Segment Start: RECORDS TO USE

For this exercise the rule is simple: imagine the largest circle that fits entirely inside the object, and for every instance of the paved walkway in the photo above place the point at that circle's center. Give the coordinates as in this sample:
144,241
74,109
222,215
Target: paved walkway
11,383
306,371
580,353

Segment End: RECORDS TO USE

Nothing may be dropped or altered. Copy every line above.

For this exercise the rule is simple: imagine the largest circle that fits entirely inside the object, and for every instance of the paved walkway in the photo above place the point at that circle's center. Give the coordinates as in this sample:
144,241
74,109
222,215
Target: paved walkway
11,383
306,371
580,353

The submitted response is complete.